Directive: Write out the material below again, switching "rocky debris" to "loose stones" everywhere it appears and leaving everything else as is.

Data shown:
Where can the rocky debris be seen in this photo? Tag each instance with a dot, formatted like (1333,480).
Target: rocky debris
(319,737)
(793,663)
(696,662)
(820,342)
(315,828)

Reply:
Where can the loose stones be seen in this photo? Tag each instance with a dot, formatted like (1333,480).
Target: loose stones
(319,737)
(793,663)
(696,662)
(820,342)
(315,828)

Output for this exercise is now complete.